* [Extracted information]
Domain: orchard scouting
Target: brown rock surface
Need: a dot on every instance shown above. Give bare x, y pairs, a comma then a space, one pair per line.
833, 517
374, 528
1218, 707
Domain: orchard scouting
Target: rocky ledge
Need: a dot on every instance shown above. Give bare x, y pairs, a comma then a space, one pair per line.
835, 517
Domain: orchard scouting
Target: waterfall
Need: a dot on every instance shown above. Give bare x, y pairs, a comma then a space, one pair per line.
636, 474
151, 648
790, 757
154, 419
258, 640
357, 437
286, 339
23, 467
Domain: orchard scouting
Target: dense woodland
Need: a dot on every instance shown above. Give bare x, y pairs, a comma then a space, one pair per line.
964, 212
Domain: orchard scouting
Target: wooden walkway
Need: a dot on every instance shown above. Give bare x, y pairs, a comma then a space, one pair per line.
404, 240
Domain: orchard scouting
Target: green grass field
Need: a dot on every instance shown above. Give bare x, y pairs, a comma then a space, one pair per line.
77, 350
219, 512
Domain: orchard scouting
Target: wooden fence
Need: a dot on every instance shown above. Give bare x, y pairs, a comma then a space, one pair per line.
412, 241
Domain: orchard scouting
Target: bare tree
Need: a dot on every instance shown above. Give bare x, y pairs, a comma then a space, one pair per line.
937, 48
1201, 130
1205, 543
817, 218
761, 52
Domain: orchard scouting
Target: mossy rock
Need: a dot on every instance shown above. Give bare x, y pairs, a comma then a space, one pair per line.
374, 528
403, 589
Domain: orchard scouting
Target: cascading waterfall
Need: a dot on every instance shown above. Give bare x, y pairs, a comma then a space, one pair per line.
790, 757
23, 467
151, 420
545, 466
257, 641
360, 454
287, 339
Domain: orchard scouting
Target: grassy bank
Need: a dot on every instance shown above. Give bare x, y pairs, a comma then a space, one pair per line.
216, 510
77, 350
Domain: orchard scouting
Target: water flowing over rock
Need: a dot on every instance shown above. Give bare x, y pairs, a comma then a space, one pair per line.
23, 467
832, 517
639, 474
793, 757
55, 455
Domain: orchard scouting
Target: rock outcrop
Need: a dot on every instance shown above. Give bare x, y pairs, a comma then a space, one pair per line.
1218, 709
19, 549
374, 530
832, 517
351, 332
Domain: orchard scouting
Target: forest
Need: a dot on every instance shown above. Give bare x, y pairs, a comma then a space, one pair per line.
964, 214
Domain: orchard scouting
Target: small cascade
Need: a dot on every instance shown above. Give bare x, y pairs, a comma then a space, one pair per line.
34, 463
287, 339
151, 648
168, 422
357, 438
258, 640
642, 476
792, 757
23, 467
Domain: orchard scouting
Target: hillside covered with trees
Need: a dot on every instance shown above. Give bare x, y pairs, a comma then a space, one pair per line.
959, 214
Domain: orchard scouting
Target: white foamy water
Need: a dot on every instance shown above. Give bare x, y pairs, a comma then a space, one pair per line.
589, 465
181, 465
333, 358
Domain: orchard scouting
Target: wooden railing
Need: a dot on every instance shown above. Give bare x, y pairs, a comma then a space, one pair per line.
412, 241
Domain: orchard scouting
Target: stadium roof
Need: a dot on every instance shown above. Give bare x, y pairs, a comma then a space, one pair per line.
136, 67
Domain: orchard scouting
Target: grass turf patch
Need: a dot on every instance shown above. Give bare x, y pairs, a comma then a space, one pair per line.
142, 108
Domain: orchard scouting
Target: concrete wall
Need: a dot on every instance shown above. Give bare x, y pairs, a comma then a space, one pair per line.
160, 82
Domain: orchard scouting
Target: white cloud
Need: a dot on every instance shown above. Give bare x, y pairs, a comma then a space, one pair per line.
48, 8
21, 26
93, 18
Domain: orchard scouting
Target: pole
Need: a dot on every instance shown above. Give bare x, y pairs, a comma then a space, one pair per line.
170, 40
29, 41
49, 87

* [Goal] All of the lines above need to be given again exactly.

* [Expected answer]
Domain: orchard scouting
Target: brown rock surface
Need: a dot on every instance shown above. Give bare x, y pairs, a comma then a space, one pair per line.
833, 517
374, 528
1218, 707
Domain: orchard scouting
Target: rocky ledge
Need: a dot on every instance shown above. Give bare x, y pairs, a comma then a space, one pair per line.
835, 517
Domain: orchard scouting
Target: waterfall
Need: a dot on every instance shown above. Give bare x, y pairs, a comma then a space, one pair per line.
636, 474
151, 648
790, 757
154, 419
258, 640
357, 437
286, 339
23, 467
Domain: orchard scouting
Target: dense woodland
Need: a dot on every instance shown above. Give bare x, y pairs, a comma then a space, one pair per line.
964, 212
Domain: orchard scouting
Target: wooden walkway
Need: a dot on every instance shown above. Give bare x, y pairs, a comma then a space, one pair per line.
404, 240
Domain: orchard scouting
Target: green grass field
Need: a dot on every instance shown above. Give bare x, y pairs, a comma then a space, one pair per line.
77, 350
219, 512
Domain: orchard scouting
Target: wooden fence
Need: a dot on every instance shown above. Give bare x, y pairs, a comma then a space, one pair per line.
412, 241
Domain: orchard scouting
Target: bare tree
Need: a dot on every instance shown above. Give bare x, y pairs, a comma then a space, one pair per line.
937, 48
1201, 130
1205, 543
817, 218
761, 52
Domain: orchard scouting
Target: mossy rock
Need: a dot on every instance shown above. Give bare x, y pairs, a comma then a space, one pair per line.
374, 528
403, 589
Domain: orchard scouting
Target: cascading waterfall
Need: a dot on every instance shown above. Give bare x, y pairs, a comma then a space, one pair per line.
790, 757
23, 467
151, 420
545, 466
257, 641
360, 454
287, 339
Domain: orchard scouting
Target: grassy bank
Need: a dot on every instance shown above. Give bare x, y pairs, a comma then a space, one pair per line.
216, 510
77, 350
Domain: orchard scouting
Target: water flowing over rock
Need: a dot on every instance shown above. Give bare x, y pairs, a comma then a space, one pair per line.
23, 467
832, 517
639, 474
793, 757
55, 455
Domain: orchard scouting
Target: rock outcrop
Need: a dot on every instance shown above. Give bare x, y pairs, a comma then a space, one pair per line.
1218, 709
19, 549
374, 530
832, 517
351, 332
Domain: orchard scouting
Target: forest
Need: a dot on every instance shown above. Give bare x, y pairs, a comma then a space, one pair per line.
964, 214
Domain: orchard scouting
Target: small cascade
Need: a dot on every instance shown above. Give bare x, y pairs, a comma then a space, one pair per line.
34, 463
287, 339
151, 648
168, 422
357, 438
258, 640
642, 476
792, 757
23, 467
Domain: orchard scouting
Target: hillside covered with trees
Need: a dot on every instance shown above. Give bare x, y pairs, a comma then a space, one pair per line.
959, 214
Domain: orchard scouting
Target: white foamy water
Need: a dot on every instance shown above. Give bare x, y pairs, a comma then a space, one pair per line.
589, 465
181, 465
333, 358
Domain: orchard scouting
Target: wooden railing
Need: a dot on every instance shown above. Give bare x, y pairs, a comma then a space, one pair per line.
412, 241
Domain: orchard scouting
Target: stadium roof
Need: a dot on every instance shown above. Give bare x, y pairs, a comma then a space, one pair per line.
136, 67
Domain: orchard scouting
Target: grass turf patch
Need: a dot on every instance shown above. Give bare x, y pairs, a comma then a space, one pair per line.
142, 108
Domain: orchard scouting
Target: concrete wall
Need: a dot on every instance shown above. Give bare x, y pairs, a comma then a space, one pair per line.
160, 82
Domain: orchard scouting
Target: white cloud
Need: a dot on every instance shown above. Give bare x, y pairs, a comma then a space, one pair per line.
48, 8
21, 26
93, 18
Domain: orchard scouting
Target: pole
Need: a dot on every instance shown above. Give bare x, y pairs, a comma then a space, one pair per line.
170, 40
29, 41
49, 87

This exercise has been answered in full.